> **REQUIRED ACTION A**
From the announcement of J. Mark Waxman's election to the board, return the part that opens with the words containing "LA JOLLA, CA" and closes with "Board of Directors.".
> **REQUIRED ACTION B**
Using the announcement of J. Mark Waxman's election to the board, answer these:
(i) Who is the La Jolla Institute's president and chief scientific officer?
(ii) From which school did Waxman receive his J.D.?
(iii) With which firm did Weissburg & Aronson merge in 1996?
> **REQUIRED ACTION C**
Extend the announcement of J. Mark Waxman's election to the board, picking up after its final sentence.

** Opening EXTRACTED TEXT block **

LA JOLLA, CA – The La Jolla Institute for Immunology is pleased to announce that J. Mark Waxman, one of the nation’s leading health care attorneys, has been elected to its Board of Directors.
“We’re delighted to welcome Mark Waxman to our board,” said Mitchell Kronenberg, Ph.D., La Jolla Institute president and chief scientific officer. “For the past four decades, Mark has been one of the most respected and effective leaders in health care law at one of the nation’s oldest and most prestigious firms. The depth of his legal experience in both private health care settings as well as academic medicine will be invaluable to the Institute as our research increasingly emerges from the lab and enters the clinical realm.”
Waxman, who is based in San Diego, was born in Denver and raised in Los Angeles’ San Fernando Valley where his father was an engineer and his mother a homemaker. Waxman majored in economics at UC San Diego where he graduated summa cum laude, and received his J.D. from the Boalt Hall School of Law at the University of California, Berkeley. His first job out of school was with Wells Fargo Realty Advisors where he was assistant general counsel. Waxman then spent three years as an assistant U.S. Attorney in Los Angeles.
In 1977 Waxman joined the L.A.-based law firm Weissburg & Aronson, which specialized in health care law and representing hospitals. He chaired Weissburg’s litigation practice and served as a board member of the firm, which merged with Foley & Lardner in 1996. In addition to being a partner and business lawyer, Waxman has served Foley & Lardner as chair of the firm’s health care industry team and was a member of the government enforcement defense and investigations and antitrust practices. During a period in which Waxman went on leave from the firm he became the President and General Counsel of the CareGroup health care system in Boston, the Chair of the Picker Institute, a Board member of the Harvard captive insurer, CRICO, and became involved in a number of other organizations. He helped create the Louisiana Children’s Medical Center health care system, and has represented for profit and non-profit insurers and health care systems such as HCA, United Health, Trinity Health, Anthem, and Children’s National Medical Center. He has served as Chair of the Venice Family Clinic and on the Board of Bet Tzedek legal services and Alternative Living for the Aged, all in Los Angeles.
Waxman has served as general counsel or special counsel to numerous trade associations, including the California Association of Health Facilities, the Federation of American Hospitals, the Association of Clinical Research Professionals, and the Synthetic Biology Trade Association. He served as board member of the American Health Lawyers Association; and a member of the American Hospital Association’s Task Force on Antitrust and Business Coalitions.

** Closing EXTRACTED TEXT block **
** Opening COLLECTED DATA block **

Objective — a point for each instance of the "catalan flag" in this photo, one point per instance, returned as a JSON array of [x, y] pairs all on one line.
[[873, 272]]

** Closing COLLECTED DATA block **

> **RESPONSE BOX A**
LA JOLLA, CA – The La Jolla Institute for Immunology is pleased to announce that J. Mark Waxman, one of the nation’s leading health care attorneys, has been elected to its Board of Directors.

> **RESPONSE BOX B**
(i) Mitchell Kronenberg, Ph.D.
(ii) The Boalt Hall School of Law at the University of California, Berkeley
(iii) Foley & Lardner

> **RESPONSE BOX C**
His involvement in education includes teaching health law at California State University Northridge’s graduate school, serving as a mentor with the MIT Venture Mentoring Service that assists startups in the health care and technology area; serving on Chancellor’s Health Advisory Board UC San Diego, and becoming a founding member of the UC San Diego Rady School of Business Mentoring Initiative.
Waxman said he looking forward serving what he says is one of the world’s leading immunology institutes.
“I’m excited to have an opportunity to help La Jolla Institute achieve its extremely ambitious and important mission of ‘Life Without Disease,’” Waxman says. “I’m particularly fascinated with the incredible progress the Institute is making in understanding and coming up with treatments for infectious disease. Beyond the spike in headlines when something like SARS or the coronavirus arises, our planet has a much larger and more serious problems with a host of infectious diseases that don’t get as much publicity but that infect and kill millions every year. I really believe that the brilliance and commitment of the Institute’s researchers will soon lead to a number of groundbreaking treatments and vaccines that will save many of those lives.”
About La Jolla Institute for Immunology
The La Jolla Institute for Immunology is dedicated to understanding the intricacies and power of the immune system so that we may apply that knowledge to promote human health and prevent a wide range of diseases. Since its founding in 1988 as an independent, nonprofit research organization, the Institute has made numerous advances leading toward its goal: life without disease.